Data entries

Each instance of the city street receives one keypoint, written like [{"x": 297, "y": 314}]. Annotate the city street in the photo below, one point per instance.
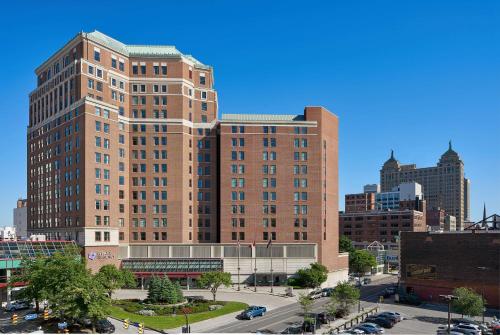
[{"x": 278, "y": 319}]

...

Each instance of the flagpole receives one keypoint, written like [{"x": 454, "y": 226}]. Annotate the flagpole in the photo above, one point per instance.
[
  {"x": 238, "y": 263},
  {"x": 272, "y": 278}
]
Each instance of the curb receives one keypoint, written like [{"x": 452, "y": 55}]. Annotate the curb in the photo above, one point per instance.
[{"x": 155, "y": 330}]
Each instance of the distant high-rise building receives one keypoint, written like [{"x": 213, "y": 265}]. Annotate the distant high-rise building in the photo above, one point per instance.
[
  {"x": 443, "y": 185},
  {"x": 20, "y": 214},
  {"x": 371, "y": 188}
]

What is asked
Pull out every line of the material above that contains the word "curb", treating uppercase and lowercase as different.

Final result
Each instance of the curb receives one keypoint, written like [{"x": 452, "y": 55}]. Annotate the curb in the photo above, one point per instance.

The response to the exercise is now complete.